───── Document excerpt ─────

[License-review] For Approval: License Zero Reciprocal Public License

Bruce Perens bruce at perens.com
Tue Oct 24 23:23:43 UTC 2017


On Tue, Oct 24, 2017 at 12:42 PM, Kyle Mitchell <kyle at kemitchell.com> wrote:
>
> As I understood it, the SPICE limitation didn't say anything
> about licensing or source availability.  I imagine it had
> more to do with human rights, or perhaps Apartheid specifically.
>

The license included a bald statement restricting use by the police of
South Africa, without any accompanying rationale or mention of human rights
or Apartheid. The project might have issued this elsewhere.


> Just to check my understanding:  By "passive users", do you
> mean users of the software as distributed, without
> modification?
>

Yes.


>
> You may have disposed
> of the GPL argument with condition 6 as you expanded on it.
> But proprietary software either is a "field of endeavor", or
> it isn't.  If it is, then you have to read "not restrict
> anyone from making use" oddly, narrowly, and very
> specifically to avoid current copyleft implementations.
>

Can you look back in the list archive? I'm really sure this has been
discussed repeatedly.

But if OSD 6
> needs other words, after so many years, to say what it
> means, then OSI should add and explain those words.  They
> should be as public and accessible as the rest of OSD is
> today.
>

Well, you can write a FAQ. But given that the entire goal of the OSD is to
facilitate the production of Open Source Software, if anyone concerned had
become convinced at any time that it banned the GPL, action would have
already been taken.

─────

→ What to do:
According to the license-review message above, whose use of the software did the SPICE license restrict?

───── Entries shown ─────

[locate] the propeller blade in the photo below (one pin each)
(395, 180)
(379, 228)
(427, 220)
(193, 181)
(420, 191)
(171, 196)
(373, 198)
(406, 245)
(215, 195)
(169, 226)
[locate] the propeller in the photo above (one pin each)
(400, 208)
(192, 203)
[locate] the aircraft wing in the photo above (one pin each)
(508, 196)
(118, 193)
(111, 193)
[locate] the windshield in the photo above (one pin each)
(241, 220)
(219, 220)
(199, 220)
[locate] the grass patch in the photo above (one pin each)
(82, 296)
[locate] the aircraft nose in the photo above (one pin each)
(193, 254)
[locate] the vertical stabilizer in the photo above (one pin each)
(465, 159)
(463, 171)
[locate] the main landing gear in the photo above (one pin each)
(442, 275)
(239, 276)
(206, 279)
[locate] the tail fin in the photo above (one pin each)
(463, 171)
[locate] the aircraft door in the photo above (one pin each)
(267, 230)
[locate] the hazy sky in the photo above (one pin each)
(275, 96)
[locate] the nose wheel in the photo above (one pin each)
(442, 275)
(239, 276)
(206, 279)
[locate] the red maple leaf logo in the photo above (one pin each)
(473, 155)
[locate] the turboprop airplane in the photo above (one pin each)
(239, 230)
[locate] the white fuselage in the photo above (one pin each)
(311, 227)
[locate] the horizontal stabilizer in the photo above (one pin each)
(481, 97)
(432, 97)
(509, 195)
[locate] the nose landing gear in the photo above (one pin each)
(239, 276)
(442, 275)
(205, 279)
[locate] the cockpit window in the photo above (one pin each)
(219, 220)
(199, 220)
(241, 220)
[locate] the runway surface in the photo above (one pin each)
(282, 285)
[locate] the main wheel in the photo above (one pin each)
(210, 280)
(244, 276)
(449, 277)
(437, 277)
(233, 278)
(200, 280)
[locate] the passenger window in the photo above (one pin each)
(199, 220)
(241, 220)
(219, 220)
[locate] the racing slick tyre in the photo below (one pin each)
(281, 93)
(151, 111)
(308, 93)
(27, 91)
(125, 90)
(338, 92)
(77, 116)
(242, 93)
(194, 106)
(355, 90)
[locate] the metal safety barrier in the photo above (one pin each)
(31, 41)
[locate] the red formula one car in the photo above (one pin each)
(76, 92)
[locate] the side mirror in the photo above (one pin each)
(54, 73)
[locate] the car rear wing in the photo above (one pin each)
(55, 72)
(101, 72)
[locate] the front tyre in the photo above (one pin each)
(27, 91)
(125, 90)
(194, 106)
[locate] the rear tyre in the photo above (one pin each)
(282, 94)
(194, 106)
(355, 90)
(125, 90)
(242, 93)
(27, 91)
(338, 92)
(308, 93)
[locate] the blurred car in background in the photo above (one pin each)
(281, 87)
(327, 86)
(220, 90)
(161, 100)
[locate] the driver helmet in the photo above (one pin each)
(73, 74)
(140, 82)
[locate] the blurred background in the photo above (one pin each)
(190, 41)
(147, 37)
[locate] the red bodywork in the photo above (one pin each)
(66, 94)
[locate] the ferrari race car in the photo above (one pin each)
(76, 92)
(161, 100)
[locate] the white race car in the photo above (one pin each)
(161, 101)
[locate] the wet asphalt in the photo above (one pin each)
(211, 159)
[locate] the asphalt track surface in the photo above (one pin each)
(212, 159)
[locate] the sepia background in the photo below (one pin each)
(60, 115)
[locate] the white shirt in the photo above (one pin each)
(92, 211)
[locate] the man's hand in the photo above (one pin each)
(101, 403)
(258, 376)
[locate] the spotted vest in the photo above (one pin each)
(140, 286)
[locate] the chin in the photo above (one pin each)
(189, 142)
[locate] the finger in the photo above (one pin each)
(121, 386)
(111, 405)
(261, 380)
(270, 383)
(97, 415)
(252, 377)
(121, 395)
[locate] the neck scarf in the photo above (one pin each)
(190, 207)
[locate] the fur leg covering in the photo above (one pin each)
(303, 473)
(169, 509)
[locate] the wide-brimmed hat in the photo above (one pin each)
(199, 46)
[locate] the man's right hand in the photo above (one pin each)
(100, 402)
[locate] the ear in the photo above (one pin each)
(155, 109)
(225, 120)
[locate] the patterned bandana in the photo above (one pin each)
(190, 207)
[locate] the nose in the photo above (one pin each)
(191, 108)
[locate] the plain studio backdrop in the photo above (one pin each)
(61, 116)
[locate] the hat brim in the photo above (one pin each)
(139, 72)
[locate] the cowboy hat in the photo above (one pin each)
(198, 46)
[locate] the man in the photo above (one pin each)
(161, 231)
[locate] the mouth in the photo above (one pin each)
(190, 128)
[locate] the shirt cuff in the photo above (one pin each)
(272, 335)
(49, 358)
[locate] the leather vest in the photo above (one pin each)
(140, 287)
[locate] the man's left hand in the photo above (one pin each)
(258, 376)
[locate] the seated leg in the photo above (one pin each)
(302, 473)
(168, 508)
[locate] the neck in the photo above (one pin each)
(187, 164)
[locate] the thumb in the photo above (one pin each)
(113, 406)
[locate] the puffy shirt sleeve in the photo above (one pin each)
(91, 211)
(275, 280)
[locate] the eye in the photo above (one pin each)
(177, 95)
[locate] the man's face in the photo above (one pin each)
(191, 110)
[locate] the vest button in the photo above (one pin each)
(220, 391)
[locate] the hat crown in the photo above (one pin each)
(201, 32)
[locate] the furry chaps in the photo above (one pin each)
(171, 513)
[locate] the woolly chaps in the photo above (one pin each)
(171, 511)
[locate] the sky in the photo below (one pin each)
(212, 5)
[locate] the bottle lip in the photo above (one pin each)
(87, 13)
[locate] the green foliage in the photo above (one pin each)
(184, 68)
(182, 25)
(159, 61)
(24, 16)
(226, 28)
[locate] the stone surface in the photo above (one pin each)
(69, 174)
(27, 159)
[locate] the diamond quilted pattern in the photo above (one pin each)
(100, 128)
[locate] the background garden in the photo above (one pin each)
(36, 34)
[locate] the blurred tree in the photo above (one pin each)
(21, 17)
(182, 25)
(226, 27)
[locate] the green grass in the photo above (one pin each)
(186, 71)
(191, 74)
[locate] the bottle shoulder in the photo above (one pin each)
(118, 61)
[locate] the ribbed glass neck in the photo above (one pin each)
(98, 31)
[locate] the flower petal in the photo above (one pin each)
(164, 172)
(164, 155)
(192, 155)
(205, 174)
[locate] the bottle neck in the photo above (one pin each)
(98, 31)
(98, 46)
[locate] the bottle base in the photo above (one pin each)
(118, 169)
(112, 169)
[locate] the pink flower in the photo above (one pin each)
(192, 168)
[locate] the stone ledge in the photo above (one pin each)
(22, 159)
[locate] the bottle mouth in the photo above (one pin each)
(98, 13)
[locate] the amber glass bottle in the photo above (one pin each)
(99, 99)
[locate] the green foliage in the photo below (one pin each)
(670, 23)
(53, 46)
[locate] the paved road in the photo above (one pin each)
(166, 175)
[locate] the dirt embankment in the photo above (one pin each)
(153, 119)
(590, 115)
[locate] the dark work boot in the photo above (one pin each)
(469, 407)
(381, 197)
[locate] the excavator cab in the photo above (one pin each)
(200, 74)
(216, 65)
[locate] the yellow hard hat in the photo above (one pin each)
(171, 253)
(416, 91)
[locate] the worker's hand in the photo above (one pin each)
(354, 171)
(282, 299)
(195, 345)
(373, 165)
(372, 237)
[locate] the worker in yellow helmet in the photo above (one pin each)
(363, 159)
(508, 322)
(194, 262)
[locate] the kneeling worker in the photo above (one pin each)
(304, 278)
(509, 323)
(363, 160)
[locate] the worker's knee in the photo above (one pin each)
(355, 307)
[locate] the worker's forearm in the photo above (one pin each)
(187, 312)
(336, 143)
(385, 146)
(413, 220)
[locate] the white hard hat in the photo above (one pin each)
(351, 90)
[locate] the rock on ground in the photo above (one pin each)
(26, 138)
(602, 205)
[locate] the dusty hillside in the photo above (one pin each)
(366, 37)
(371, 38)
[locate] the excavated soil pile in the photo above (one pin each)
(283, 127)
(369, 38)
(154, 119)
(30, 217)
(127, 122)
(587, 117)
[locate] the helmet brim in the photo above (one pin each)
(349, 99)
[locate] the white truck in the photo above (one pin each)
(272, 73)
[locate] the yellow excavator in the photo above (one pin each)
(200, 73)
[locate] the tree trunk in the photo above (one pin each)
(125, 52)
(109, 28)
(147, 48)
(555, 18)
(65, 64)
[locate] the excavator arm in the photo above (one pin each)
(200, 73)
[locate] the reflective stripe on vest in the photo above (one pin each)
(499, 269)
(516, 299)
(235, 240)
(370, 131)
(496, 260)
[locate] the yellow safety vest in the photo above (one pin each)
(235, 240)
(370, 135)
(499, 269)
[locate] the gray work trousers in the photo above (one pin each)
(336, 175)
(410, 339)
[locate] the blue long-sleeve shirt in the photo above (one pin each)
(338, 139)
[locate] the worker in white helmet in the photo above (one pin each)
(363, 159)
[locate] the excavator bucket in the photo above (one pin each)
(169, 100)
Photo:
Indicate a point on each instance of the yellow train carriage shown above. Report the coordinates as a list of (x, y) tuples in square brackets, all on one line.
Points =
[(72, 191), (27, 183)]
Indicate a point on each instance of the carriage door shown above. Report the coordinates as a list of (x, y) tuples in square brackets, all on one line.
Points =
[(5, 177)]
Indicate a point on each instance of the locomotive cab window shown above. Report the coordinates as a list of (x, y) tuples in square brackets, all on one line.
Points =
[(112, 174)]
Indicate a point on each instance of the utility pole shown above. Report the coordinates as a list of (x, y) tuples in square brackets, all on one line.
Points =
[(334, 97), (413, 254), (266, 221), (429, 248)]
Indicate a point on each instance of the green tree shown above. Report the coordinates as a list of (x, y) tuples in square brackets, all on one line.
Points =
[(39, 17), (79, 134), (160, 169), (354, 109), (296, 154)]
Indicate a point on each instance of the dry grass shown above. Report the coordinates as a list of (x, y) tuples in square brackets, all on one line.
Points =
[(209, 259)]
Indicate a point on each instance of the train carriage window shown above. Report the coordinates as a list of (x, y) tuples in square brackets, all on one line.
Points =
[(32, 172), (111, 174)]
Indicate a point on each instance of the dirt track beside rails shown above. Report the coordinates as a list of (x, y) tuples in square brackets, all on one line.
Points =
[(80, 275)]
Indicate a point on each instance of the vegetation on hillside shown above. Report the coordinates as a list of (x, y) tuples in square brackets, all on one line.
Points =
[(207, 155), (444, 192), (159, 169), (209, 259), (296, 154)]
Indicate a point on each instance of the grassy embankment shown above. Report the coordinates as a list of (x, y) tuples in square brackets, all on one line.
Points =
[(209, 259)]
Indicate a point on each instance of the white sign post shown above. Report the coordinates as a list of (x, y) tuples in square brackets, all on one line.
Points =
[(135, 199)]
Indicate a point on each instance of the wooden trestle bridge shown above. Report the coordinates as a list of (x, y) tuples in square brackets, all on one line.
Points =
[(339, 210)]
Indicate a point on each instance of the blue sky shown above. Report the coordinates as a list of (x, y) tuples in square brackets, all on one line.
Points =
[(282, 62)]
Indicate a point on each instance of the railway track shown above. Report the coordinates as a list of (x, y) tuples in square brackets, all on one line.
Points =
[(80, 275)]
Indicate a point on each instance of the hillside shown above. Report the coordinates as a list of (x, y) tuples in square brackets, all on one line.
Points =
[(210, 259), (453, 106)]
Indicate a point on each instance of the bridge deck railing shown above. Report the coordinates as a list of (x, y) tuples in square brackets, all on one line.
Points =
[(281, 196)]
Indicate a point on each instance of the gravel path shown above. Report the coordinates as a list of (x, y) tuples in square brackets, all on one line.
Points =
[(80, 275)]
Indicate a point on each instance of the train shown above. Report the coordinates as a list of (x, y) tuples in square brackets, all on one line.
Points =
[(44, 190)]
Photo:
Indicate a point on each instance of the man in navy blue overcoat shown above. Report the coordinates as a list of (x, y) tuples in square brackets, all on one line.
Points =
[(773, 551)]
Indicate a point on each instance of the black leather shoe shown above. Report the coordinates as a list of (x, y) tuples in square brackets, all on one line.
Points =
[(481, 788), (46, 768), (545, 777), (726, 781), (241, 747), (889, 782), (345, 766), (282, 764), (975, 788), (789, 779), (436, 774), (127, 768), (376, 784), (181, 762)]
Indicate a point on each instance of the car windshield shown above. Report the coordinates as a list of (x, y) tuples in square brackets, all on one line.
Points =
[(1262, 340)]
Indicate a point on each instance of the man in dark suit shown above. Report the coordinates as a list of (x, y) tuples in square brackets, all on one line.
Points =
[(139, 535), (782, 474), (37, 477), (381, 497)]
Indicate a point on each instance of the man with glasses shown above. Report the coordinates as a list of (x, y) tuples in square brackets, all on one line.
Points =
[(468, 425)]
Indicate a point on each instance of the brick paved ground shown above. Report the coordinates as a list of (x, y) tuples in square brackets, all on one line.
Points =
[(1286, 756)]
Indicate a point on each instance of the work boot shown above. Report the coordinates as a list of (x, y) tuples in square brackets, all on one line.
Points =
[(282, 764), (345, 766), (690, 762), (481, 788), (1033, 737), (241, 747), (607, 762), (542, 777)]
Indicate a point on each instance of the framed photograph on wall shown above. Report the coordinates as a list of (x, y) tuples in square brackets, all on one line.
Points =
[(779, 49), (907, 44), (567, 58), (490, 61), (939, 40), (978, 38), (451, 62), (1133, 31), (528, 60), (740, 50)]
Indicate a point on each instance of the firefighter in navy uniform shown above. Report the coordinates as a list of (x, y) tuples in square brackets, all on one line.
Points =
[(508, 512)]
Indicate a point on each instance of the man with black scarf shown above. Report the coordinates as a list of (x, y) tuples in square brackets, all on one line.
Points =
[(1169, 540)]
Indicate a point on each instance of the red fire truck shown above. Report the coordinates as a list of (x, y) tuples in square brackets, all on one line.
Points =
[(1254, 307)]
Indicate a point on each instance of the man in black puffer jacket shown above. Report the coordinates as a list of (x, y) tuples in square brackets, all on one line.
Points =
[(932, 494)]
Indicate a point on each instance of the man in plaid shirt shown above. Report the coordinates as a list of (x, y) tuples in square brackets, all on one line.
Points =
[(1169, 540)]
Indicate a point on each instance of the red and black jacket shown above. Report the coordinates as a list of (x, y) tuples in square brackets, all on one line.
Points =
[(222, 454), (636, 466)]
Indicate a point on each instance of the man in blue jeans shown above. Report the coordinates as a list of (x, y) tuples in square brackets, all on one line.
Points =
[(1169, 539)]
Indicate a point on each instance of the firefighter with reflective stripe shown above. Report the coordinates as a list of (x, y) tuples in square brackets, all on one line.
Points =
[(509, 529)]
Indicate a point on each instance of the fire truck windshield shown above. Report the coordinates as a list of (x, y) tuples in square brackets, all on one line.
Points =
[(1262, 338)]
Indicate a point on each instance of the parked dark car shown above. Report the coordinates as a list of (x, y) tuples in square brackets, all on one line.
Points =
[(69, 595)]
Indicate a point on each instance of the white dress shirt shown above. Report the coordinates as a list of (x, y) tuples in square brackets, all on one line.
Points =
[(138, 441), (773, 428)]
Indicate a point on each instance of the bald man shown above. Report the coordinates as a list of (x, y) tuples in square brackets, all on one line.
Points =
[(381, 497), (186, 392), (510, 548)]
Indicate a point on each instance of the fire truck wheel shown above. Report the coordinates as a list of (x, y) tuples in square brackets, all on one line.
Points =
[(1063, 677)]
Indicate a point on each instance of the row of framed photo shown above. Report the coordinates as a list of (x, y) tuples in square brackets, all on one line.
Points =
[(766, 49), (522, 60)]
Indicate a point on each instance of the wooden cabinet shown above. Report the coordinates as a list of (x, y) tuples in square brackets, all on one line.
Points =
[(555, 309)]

─────

→ Answer below:
The police of South Africa.